### Exercise requirements
Pull out each line of the rows below that contains the string "blurred", and copy those lines. Treat uppercase and lowercase as different.

### Data shown
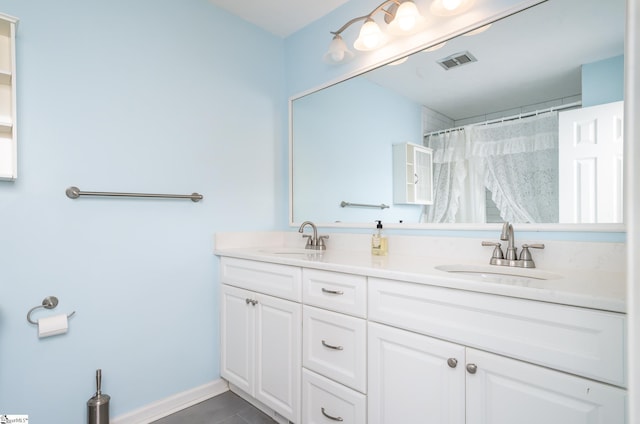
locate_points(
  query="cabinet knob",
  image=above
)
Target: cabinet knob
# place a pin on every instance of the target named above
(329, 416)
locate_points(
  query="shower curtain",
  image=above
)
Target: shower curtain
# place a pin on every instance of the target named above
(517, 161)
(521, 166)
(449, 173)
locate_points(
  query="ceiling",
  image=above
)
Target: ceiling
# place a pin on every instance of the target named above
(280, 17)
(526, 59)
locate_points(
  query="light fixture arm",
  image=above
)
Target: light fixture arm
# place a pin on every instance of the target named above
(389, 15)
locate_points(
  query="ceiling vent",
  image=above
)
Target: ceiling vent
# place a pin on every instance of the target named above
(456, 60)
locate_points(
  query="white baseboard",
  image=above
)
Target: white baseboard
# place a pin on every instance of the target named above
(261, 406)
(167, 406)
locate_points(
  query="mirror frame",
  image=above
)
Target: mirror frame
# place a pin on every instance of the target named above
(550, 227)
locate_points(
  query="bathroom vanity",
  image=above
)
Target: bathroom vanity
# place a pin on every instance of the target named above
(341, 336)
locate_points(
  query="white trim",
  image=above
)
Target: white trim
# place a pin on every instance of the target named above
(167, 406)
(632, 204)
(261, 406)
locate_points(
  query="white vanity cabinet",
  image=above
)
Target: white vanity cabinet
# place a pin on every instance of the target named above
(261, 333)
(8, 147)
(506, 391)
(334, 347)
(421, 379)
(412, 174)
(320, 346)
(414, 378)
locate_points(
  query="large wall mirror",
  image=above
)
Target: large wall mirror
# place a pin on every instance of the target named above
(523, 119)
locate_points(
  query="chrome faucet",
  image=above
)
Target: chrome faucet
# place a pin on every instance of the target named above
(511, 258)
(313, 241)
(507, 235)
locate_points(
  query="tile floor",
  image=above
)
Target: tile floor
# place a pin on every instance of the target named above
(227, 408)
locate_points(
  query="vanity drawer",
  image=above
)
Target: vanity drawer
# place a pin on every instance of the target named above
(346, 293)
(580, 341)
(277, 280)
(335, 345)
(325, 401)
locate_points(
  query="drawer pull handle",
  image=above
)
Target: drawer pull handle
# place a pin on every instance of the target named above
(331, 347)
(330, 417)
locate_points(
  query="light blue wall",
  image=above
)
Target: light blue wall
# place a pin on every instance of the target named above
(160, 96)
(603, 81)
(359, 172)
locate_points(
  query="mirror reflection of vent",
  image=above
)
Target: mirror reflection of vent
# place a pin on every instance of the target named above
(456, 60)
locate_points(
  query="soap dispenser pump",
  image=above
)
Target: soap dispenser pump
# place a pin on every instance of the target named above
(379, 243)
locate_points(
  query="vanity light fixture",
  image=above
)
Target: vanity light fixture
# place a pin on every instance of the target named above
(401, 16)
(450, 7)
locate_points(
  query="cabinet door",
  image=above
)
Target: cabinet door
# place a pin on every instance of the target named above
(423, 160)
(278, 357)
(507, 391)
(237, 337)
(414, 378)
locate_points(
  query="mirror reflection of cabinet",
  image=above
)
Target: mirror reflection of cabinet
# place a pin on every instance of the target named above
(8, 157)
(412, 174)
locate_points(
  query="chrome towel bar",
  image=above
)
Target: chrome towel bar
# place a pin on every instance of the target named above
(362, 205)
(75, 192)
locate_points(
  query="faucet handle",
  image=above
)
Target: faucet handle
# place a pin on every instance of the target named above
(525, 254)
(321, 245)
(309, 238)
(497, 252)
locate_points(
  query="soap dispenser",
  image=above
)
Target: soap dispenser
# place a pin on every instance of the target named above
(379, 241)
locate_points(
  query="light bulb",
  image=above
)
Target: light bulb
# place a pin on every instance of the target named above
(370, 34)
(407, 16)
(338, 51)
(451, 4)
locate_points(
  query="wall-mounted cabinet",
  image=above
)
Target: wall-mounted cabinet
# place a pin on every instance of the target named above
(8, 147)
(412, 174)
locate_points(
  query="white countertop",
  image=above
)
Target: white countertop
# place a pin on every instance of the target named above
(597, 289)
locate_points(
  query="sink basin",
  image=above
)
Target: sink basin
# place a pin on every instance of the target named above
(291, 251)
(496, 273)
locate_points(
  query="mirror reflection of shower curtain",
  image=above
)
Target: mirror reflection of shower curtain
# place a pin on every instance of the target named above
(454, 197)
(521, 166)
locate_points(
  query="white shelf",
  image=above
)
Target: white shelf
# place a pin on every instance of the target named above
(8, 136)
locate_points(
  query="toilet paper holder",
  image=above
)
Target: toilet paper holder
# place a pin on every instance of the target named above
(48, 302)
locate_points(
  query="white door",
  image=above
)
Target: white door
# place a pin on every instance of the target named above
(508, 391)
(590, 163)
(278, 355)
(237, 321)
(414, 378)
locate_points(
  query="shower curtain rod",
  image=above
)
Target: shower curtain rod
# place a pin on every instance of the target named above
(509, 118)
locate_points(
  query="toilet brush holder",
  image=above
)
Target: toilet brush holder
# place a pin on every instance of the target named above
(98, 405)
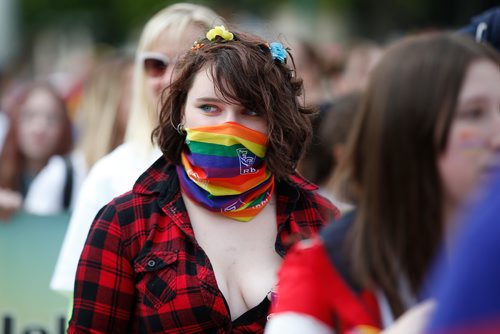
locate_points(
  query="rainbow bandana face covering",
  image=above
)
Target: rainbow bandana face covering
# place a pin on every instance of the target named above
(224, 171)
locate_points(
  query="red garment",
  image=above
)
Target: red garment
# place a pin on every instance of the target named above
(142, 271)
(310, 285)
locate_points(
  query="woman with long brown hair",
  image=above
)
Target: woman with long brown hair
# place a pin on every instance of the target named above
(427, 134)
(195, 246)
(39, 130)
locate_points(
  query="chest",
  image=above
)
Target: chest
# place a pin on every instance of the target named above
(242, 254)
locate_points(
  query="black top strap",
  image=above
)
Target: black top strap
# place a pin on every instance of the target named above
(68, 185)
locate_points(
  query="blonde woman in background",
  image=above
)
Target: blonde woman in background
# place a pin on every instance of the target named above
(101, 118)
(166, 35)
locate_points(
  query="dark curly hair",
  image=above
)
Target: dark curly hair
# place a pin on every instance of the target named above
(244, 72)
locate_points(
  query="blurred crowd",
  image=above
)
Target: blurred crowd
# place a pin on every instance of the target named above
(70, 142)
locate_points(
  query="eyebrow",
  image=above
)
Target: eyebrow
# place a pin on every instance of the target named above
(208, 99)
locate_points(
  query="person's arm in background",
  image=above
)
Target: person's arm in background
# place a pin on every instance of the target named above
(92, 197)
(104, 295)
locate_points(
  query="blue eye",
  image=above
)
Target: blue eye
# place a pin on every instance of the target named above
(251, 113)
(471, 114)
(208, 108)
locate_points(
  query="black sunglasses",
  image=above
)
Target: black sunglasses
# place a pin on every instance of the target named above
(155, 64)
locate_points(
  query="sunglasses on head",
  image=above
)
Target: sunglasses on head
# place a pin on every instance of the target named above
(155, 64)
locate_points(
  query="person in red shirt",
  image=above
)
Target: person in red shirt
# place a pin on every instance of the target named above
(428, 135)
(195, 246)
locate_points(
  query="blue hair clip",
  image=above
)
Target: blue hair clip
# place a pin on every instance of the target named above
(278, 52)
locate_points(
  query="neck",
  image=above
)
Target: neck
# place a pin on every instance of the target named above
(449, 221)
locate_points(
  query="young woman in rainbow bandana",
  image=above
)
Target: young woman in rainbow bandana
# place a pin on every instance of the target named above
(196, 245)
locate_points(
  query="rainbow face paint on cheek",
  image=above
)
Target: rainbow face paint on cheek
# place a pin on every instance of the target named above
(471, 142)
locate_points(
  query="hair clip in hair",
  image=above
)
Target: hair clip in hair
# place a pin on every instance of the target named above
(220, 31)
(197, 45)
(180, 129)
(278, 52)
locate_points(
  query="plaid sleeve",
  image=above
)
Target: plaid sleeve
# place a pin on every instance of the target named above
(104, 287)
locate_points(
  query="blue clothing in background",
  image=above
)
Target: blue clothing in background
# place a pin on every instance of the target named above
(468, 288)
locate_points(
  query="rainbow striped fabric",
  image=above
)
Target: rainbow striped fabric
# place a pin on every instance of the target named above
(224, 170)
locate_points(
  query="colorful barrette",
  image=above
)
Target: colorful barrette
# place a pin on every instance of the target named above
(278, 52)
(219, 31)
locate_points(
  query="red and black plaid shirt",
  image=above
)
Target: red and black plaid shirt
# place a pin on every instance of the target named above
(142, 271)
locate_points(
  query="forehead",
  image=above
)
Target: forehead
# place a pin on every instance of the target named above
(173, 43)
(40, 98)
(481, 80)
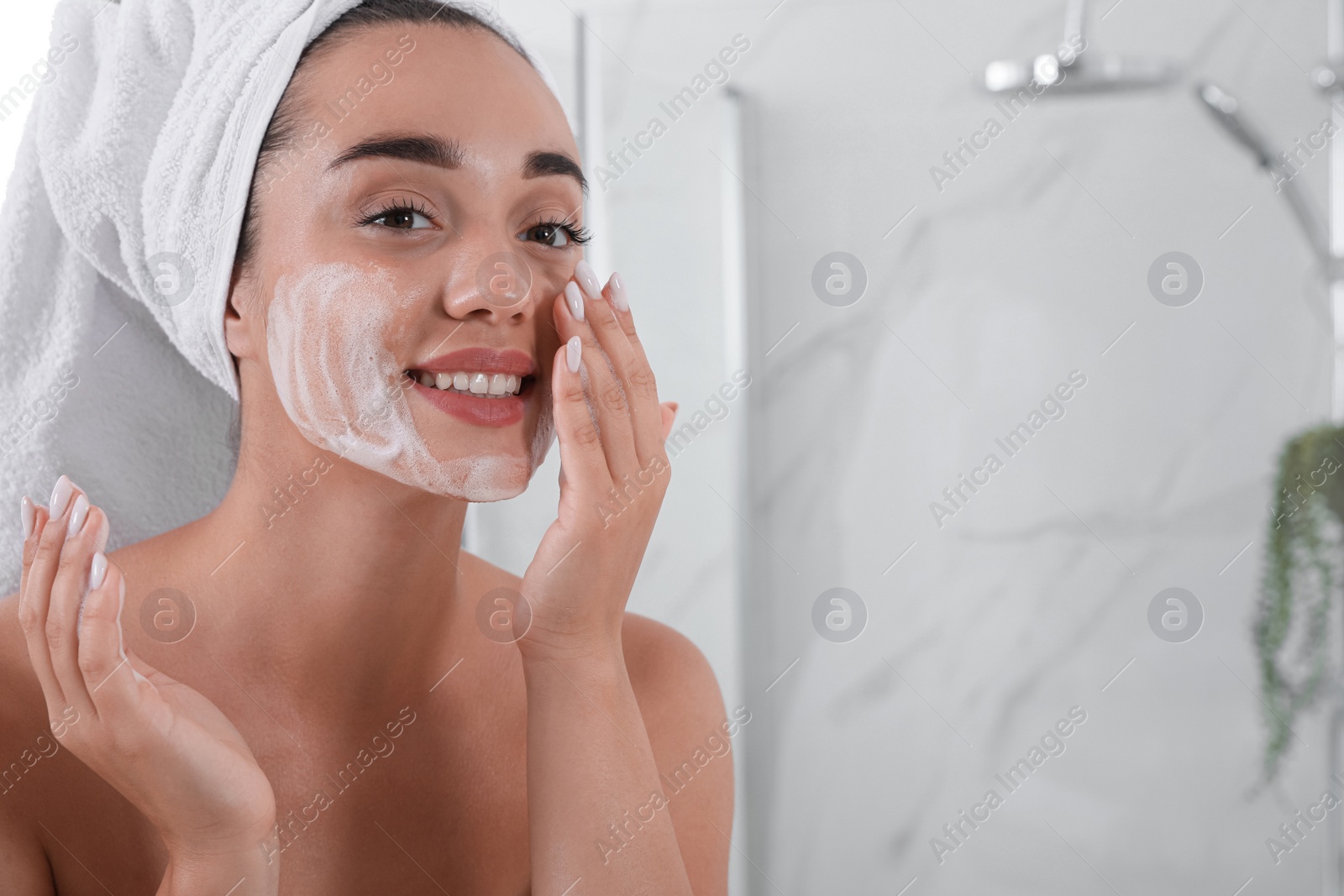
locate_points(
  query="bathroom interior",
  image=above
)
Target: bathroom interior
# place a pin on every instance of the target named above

### Solution to this task
  query="blurred crowd",
Target: blurred crowd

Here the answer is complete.